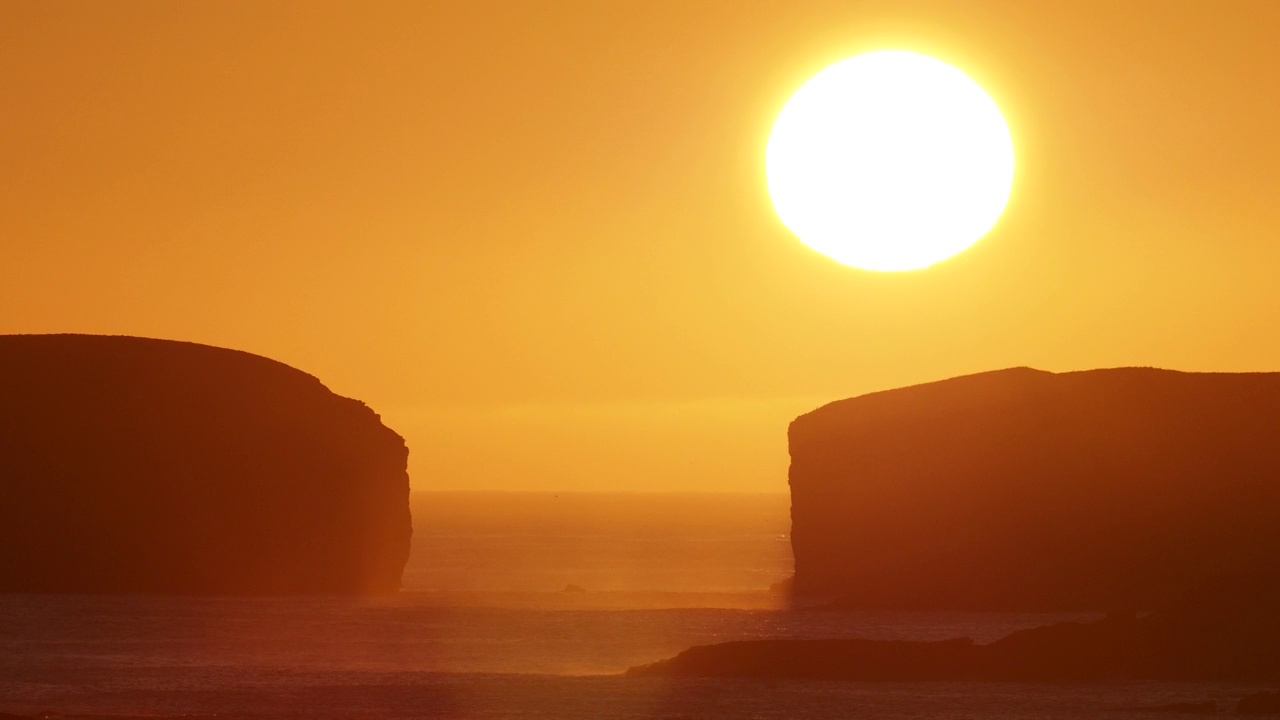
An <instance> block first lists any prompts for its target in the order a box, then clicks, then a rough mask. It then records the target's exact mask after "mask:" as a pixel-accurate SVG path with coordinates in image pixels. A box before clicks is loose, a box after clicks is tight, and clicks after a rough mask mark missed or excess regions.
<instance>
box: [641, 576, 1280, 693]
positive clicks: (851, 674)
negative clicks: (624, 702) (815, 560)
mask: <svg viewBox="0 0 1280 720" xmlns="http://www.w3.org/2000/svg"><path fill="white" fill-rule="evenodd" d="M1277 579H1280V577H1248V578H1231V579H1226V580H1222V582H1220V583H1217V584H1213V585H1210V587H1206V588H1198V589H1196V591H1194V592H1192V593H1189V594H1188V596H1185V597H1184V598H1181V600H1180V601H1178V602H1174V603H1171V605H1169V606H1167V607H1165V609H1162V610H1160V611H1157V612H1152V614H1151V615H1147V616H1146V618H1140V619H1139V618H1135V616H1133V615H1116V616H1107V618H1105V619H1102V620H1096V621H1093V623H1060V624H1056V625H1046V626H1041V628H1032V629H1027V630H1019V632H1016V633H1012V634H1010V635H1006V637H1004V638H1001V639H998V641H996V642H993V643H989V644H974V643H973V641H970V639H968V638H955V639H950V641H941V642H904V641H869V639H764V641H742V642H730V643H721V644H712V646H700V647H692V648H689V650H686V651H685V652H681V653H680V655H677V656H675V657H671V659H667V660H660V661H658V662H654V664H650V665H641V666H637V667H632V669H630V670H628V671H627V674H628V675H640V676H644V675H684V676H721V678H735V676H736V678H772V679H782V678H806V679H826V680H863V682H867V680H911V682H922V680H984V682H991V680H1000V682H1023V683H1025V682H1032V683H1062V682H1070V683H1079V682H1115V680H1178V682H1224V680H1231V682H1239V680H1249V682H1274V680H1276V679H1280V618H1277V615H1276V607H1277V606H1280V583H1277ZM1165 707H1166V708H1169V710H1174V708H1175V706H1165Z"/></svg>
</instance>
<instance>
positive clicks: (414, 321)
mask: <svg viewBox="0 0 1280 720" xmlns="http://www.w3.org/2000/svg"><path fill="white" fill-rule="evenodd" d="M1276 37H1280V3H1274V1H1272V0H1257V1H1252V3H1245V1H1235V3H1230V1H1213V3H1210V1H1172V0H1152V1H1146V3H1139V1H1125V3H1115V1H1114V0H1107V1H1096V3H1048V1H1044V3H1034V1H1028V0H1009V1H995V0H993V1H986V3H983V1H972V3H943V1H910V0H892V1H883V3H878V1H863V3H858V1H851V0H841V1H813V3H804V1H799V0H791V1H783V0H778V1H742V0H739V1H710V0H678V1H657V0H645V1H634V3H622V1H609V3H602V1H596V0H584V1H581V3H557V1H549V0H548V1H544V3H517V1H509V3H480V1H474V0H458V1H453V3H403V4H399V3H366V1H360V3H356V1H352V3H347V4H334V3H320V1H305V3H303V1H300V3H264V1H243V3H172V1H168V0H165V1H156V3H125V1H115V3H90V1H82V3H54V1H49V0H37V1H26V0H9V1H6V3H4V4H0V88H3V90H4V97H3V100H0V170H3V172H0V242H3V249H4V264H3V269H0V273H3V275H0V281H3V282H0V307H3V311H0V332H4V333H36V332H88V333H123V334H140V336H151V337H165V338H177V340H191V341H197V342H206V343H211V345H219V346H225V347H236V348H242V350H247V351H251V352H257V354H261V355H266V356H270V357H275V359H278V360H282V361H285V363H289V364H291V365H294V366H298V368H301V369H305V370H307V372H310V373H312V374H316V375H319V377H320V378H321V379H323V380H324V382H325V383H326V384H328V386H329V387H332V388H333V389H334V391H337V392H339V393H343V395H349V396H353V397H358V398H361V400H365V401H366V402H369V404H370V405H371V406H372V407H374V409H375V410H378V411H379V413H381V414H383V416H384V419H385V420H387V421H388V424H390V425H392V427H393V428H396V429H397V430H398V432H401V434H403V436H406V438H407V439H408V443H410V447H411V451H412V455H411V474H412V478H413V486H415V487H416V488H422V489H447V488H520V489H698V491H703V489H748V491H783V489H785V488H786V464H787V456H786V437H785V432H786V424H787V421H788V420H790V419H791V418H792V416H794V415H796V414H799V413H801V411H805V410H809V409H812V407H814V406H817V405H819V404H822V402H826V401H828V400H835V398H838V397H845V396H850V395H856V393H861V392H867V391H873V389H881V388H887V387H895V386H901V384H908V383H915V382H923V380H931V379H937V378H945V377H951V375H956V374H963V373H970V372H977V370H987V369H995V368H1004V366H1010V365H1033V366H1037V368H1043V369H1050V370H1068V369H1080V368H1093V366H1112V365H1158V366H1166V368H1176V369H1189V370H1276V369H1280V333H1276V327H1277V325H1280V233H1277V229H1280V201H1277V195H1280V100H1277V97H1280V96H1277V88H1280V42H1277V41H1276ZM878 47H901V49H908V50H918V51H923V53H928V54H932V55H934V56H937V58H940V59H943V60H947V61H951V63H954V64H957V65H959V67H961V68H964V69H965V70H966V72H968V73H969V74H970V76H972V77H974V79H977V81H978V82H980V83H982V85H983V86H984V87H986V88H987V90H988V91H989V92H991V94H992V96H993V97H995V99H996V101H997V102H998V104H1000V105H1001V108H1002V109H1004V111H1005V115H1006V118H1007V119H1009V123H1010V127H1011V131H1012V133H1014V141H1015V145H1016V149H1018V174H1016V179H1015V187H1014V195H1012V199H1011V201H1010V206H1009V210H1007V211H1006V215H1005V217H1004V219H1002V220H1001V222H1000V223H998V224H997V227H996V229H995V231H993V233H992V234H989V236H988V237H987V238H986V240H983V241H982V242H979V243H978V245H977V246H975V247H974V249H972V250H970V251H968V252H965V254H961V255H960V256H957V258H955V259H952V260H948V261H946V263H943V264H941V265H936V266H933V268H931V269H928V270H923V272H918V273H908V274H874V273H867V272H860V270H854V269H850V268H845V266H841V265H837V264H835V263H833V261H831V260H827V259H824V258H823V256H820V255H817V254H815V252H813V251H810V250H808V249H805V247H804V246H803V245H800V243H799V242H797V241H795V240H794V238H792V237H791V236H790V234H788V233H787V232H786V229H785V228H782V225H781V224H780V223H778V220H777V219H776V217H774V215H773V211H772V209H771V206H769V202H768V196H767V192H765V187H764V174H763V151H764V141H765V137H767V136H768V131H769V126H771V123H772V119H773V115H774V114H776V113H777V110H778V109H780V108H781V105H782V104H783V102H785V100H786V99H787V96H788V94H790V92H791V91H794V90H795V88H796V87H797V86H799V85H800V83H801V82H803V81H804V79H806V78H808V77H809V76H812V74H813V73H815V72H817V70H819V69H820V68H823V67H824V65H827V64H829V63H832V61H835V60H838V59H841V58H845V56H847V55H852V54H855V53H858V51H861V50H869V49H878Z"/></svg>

•••

**How to complete this task**
Lines holding the word "clicks": say how many there are in the data, and nothing more.

**Expected output**
4